**TEXTO FORNECIDO**
□ □ □ □

Lula deveria liderar um esforço nacional para reverter as graves perdas de aprendizado ocorridas durante a pandemia da Covid-19 , principalmente para crianças negras, indígenas e em famílias de baixa renda, que foram agravadas em razão do fracasso do governo Bolsonaro em responder à emergência educacional. Lula também deveria promover a educação sobre gênero e sexualidade, à qual o governo Bolsonaro se opôs.
O presidente eleito Lula também deveria implementar políticas para reduzir a insegurança alimentar, que aumentou cerca de 60% entre 2018, ano anterior à posse do presidente Bolsonaro, e 2022, segundo a Rede Brasileira de Pesquisa em Soberania e Segurança Alimentar e Nutricional. Cerca de 33 milhões de pessoas sofrem de insegurança alimentar grave, segundo a Rede.

□ □ □ □

**REQUISITOS DO EXERCÍCIO**
1 > Reproduza o trecho do texto sobre o governo Lula que vai de "O presidente eleito" até "segundo a Rede.".
2 > Segundo o texto sobre o governo Lula, quantas pessoas sofrem de insegurança alimentar grave?
3 > Quais são todas as ações que, segundo o texto sobre o governo Lula, o presidente deveria realizar?

**Entradas de dados salvas**

□ □ □ □

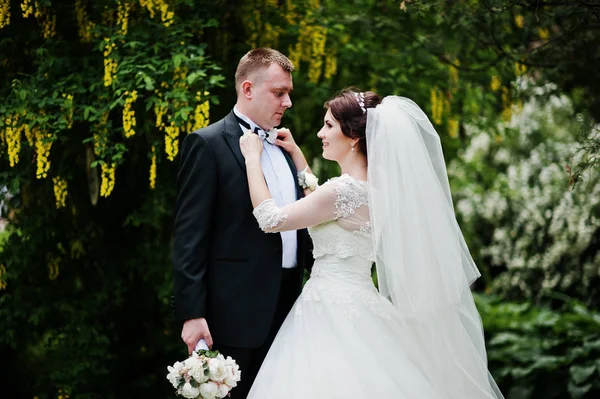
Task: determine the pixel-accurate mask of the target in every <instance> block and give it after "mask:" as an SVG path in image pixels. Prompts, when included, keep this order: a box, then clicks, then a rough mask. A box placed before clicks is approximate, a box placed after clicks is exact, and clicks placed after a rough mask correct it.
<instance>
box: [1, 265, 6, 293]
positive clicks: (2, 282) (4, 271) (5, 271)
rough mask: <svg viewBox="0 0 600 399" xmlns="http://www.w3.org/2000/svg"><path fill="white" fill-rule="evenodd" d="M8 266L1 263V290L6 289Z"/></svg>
mask: <svg viewBox="0 0 600 399" xmlns="http://www.w3.org/2000/svg"><path fill="white" fill-rule="evenodd" d="M6 274H7V273H6V267H5V266H4V265H0V291H2V290H5V289H6Z"/></svg>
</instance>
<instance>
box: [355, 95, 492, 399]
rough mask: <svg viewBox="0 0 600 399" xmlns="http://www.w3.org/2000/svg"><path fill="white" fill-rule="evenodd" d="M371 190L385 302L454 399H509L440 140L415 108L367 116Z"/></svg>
mask: <svg viewBox="0 0 600 399" xmlns="http://www.w3.org/2000/svg"><path fill="white" fill-rule="evenodd" d="M366 135H367V149H368V165H369V169H368V180H369V186H370V212H371V224H372V232H373V244H374V248H375V254H376V267H377V276H378V284H379V290H380V292H381V293H382V294H383V295H384V296H386V297H389V298H390V299H391V301H392V303H393V304H394V306H395V307H396V308H397V309H398V310H399V312H400V313H401V314H402V315H403V316H405V319H406V320H407V328H409V329H410V330H411V331H412V332H413V333H415V334H416V335H417V336H419V339H420V340H421V341H422V343H423V347H424V348H427V350H428V351H429V354H428V356H430V359H429V360H430V364H434V365H435V366H434V368H435V370H428V373H429V374H430V375H431V376H432V383H433V384H434V385H439V388H440V389H442V390H443V391H444V392H446V393H447V394H448V397H451V398H459V397H460V398H502V397H503V396H502V394H501V393H500V391H499V390H498V388H497V386H496V384H495V382H494V381H493V379H492V378H491V376H490V374H489V372H488V370H487V356H486V351H485V342H484V337H483V329H482V325H481V319H480V317H479V313H478V312H477V309H476V307H475V304H474V302H473V296H472V294H471V291H470V284H471V283H472V282H473V281H475V280H476V279H477V278H478V277H479V276H480V274H479V271H478V270H477V267H476V265H475V263H474V262H473V259H472V257H471V255H470V253H469V250H468V247H467V245H466V243H465V240H464V238H463V235H462V232H461V230H460V227H459V226H458V223H457V221H456V217H455V214H454V208H453V206H452V197H451V194H450V186H449V184H448V175H447V172H446V165H445V162H444V156H443V153H442V147H441V143H440V138H439V136H438V134H437V133H436V131H435V129H434V127H433V125H432V124H431V122H430V121H429V119H428V118H427V116H426V115H425V113H424V112H423V111H422V110H421V109H420V108H419V106H418V105H417V104H415V103H414V102H413V101H412V100H410V99H408V98H404V97H397V96H390V97H386V98H385V99H384V100H383V102H382V103H381V104H380V105H378V106H377V107H376V108H370V109H368V115H367V132H366Z"/></svg>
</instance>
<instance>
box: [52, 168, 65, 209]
mask: <svg viewBox="0 0 600 399" xmlns="http://www.w3.org/2000/svg"><path fill="white" fill-rule="evenodd" d="M52 182H53V183H54V197H55V198H56V209H59V208H62V207H64V206H65V204H66V200H67V181H66V180H65V179H63V178H62V177H60V176H56V177H54V178H52Z"/></svg>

□ □ □ □

**RESPOSTAS EM ORDEM**
1 >
O presidente eleito Lula também deveria implementar políticas para reduzir a insegurança alimentar, que aumentou cerca de 60% entre 2018, ano anterior à posse do presidente Bolsonaro, e 2022, segundo a Rede Brasileira de Pesquisa em Soberania e Segurança Alimentar e Nutricional. Cerca de 33 milhões de pessoas sofrem de insegurança alimentar grave, segundo a Rede.

2 > Cerca de 33 milhões de pessoas.

3 >
- Liderar um esforço nacional para reverter as graves perdas de aprendizado ocorridas durante a pandemia da Covid-19
- Promover a educação sobre gênero e sexualidade
- Implementar políticas para reduzir a insegurança alimentar